§ Objective
Can you write out every line of the records below word for word, omitting the pictures?

§ Records for this exercise
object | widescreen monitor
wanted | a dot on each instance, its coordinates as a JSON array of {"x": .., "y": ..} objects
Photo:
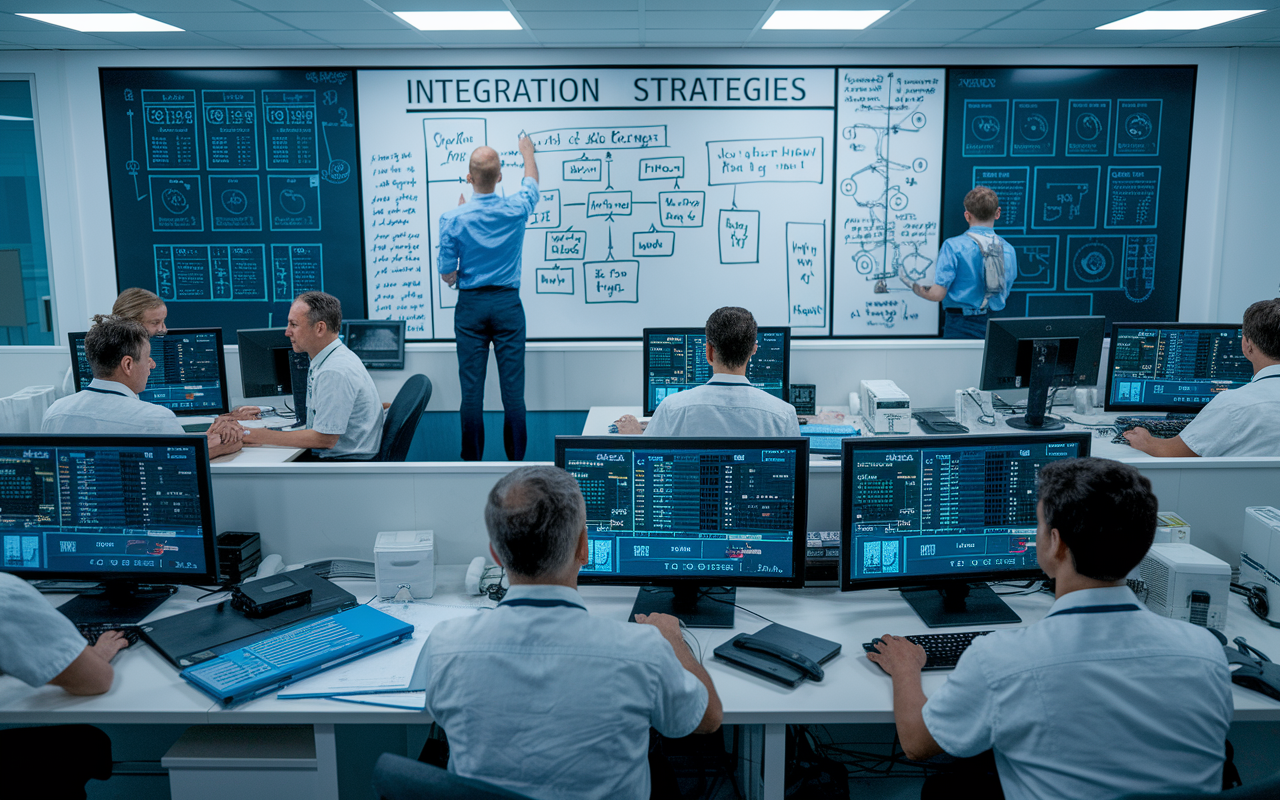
[
  {"x": 1173, "y": 366},
  {"x": 190, "y": 376},
  {"x": 127, "y": 511},
  {"x": 675, "y": 359},
  {"x": 269, "y": 368},
  {"x": 379, "y": 343},
  {"x": 936, "y": 515},
  {"x": 695, "y": 516},
  {"x": 1040, "y": 353}
]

§ Full solution
object | widescreen monitor
wanted | a dot on each instance, its coordinates as a JSON array of {"x": .., "y": ..} objects
Photo:
[
  {"x": 1173, "y": 366},
  {"x": 190, "y": 376},
  {"x": 127, "y": 511},
  {"x": 675, "y": 359},
  {"x": 269, "y": 368},
  {"x": 379, "y": 343},
  {"x": 936, "y": 515},
  {"x": 695, "y": 516},
  {"x": 1040, "y": 353}
]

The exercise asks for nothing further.